_Source data_:
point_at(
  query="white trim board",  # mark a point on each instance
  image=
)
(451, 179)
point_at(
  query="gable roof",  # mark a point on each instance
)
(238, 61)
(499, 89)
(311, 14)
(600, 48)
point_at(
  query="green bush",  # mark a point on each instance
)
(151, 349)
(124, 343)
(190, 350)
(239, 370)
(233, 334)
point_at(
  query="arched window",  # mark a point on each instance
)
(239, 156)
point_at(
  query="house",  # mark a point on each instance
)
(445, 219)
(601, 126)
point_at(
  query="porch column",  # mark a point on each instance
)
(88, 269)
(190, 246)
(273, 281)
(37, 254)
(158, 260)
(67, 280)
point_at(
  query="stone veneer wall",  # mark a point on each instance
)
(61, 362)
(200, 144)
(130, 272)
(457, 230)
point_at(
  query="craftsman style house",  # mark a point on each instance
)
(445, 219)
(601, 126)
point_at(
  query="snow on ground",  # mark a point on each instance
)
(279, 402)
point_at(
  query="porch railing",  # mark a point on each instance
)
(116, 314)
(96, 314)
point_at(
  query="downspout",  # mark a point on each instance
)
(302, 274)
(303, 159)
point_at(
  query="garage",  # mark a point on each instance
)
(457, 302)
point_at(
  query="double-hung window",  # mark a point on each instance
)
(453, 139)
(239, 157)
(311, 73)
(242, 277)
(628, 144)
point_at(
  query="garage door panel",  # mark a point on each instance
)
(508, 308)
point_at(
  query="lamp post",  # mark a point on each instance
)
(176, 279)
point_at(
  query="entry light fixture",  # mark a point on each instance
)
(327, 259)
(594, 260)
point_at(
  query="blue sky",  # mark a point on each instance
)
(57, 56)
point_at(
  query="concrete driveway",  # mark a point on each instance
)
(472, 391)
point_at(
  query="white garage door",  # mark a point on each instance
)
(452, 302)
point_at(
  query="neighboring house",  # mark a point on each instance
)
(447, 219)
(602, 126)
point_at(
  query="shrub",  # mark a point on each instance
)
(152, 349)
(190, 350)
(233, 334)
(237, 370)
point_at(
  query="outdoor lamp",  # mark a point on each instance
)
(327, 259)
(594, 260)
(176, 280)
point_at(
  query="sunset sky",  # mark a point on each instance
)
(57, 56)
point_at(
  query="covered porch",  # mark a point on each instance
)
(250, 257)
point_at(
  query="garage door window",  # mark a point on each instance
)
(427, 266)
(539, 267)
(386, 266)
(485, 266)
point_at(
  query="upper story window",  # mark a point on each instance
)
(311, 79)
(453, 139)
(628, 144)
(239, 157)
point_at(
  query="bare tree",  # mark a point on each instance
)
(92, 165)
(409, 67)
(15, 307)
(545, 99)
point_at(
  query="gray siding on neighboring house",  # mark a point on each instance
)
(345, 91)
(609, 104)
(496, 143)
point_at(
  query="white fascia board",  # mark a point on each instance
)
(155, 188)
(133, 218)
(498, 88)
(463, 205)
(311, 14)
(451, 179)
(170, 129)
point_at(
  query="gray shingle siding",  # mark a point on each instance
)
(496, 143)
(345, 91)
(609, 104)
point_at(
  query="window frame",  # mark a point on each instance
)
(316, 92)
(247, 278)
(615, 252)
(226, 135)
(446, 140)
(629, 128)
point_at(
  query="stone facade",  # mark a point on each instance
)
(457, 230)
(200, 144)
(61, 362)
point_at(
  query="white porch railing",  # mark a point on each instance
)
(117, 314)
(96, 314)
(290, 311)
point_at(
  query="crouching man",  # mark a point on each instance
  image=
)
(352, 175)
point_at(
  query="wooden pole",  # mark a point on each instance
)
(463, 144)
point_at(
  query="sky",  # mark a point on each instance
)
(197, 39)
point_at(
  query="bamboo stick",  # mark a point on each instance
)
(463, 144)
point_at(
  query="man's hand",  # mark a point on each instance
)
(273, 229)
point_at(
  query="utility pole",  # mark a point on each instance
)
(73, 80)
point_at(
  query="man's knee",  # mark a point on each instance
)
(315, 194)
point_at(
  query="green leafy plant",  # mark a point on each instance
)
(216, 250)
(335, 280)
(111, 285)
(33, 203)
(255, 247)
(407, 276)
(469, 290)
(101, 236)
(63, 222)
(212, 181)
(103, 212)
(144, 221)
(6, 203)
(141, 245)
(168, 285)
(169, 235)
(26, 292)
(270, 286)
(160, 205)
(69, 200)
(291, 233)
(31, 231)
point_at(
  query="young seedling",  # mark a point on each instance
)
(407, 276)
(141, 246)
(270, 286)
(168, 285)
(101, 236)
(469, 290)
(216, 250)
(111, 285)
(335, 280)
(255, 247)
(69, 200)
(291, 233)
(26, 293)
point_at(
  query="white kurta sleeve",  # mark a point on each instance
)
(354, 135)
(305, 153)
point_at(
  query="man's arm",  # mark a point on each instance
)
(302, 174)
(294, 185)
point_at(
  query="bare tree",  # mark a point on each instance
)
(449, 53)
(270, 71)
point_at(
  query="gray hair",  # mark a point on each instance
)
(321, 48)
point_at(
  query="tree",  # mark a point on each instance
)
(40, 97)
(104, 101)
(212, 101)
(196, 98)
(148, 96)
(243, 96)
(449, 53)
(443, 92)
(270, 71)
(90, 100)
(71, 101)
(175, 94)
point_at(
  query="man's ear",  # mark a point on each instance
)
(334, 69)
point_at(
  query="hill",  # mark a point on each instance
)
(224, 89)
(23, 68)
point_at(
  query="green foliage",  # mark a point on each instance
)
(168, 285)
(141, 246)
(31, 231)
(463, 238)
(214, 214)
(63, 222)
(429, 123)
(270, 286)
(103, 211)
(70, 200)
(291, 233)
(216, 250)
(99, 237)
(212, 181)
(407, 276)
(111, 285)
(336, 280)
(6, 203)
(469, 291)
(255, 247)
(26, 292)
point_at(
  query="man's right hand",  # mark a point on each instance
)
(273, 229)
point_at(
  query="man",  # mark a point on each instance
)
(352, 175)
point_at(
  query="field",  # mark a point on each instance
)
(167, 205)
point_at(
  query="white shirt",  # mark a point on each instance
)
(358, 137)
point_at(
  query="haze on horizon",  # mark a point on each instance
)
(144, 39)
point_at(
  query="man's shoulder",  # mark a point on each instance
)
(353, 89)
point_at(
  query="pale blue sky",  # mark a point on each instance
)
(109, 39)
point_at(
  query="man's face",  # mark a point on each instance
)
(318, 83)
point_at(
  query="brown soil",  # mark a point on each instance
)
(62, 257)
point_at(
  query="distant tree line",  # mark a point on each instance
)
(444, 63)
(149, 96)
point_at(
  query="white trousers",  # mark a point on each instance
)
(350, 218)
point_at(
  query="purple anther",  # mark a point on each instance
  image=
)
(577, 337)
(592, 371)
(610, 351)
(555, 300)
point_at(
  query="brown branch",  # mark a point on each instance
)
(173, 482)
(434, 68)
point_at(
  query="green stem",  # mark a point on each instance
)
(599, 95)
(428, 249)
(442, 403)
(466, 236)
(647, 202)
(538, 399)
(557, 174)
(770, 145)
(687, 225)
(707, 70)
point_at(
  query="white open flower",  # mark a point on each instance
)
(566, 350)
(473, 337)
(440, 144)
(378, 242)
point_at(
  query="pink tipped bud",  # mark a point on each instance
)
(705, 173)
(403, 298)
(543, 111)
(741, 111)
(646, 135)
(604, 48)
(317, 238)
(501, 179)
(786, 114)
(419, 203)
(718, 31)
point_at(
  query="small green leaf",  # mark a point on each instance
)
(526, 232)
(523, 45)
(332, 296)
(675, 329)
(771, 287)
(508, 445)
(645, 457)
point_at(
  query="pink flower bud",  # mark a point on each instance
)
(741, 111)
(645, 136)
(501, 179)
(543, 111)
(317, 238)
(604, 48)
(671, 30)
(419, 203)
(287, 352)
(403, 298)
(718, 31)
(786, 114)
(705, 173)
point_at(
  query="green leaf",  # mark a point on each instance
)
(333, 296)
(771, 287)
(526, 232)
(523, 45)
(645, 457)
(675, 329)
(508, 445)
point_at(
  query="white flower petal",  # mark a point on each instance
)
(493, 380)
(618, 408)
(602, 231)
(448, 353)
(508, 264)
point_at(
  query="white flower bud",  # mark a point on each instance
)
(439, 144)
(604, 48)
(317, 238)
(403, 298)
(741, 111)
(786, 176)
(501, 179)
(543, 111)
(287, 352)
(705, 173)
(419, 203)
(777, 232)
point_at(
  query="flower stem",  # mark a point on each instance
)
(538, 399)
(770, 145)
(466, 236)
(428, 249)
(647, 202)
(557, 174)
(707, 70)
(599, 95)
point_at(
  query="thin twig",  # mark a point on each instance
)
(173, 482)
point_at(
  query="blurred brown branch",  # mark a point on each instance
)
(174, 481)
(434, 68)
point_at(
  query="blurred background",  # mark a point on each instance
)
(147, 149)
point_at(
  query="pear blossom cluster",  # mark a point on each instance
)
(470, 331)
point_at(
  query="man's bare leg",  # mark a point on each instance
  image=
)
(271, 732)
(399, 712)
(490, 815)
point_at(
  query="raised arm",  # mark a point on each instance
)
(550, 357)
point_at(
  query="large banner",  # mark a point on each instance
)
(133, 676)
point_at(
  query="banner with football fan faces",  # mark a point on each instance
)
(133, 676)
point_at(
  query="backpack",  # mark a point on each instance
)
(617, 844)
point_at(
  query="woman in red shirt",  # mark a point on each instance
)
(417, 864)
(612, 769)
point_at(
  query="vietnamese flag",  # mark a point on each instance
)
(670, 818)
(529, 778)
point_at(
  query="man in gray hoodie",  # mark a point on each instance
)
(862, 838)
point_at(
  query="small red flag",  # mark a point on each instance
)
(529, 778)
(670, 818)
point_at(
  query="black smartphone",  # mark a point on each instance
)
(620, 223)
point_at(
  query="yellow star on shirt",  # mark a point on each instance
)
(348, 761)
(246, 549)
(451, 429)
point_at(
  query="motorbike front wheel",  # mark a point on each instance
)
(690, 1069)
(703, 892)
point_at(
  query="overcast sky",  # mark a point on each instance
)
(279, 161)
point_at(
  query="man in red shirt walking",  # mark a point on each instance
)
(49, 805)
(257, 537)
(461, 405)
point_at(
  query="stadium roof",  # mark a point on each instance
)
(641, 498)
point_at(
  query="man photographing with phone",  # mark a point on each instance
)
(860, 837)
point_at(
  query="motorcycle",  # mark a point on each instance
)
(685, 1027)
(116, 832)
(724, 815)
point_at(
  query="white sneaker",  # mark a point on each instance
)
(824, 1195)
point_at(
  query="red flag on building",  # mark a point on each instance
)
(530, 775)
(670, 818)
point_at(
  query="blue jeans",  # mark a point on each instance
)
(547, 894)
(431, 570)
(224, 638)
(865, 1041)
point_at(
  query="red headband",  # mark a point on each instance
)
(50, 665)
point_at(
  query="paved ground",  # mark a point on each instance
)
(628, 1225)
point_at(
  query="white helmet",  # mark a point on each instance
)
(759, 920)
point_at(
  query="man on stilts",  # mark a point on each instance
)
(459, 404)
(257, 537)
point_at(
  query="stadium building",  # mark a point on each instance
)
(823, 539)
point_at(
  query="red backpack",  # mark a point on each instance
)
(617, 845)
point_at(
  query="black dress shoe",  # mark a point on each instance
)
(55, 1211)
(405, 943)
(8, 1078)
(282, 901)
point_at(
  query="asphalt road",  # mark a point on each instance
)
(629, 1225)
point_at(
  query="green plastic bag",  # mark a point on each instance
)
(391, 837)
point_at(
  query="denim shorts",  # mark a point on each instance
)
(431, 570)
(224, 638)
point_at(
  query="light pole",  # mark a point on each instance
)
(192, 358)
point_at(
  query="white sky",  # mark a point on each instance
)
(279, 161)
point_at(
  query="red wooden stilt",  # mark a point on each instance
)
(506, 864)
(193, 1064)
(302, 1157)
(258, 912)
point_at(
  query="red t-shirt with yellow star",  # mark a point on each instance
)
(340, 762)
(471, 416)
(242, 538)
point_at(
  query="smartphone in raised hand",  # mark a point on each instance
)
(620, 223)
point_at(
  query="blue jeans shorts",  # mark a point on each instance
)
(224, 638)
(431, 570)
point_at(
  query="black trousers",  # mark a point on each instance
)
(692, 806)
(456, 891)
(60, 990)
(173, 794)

_What you need to do_:
Show all lines from the data that contain "porch".

_Output for this exercise_:
  query="porch column",  # mark a point on each instance
  query="porch railing",  # mark a point on each instance
  query="covered porch",  # mark a point on each instance
  query="white porch railing",  # mark a point on each instance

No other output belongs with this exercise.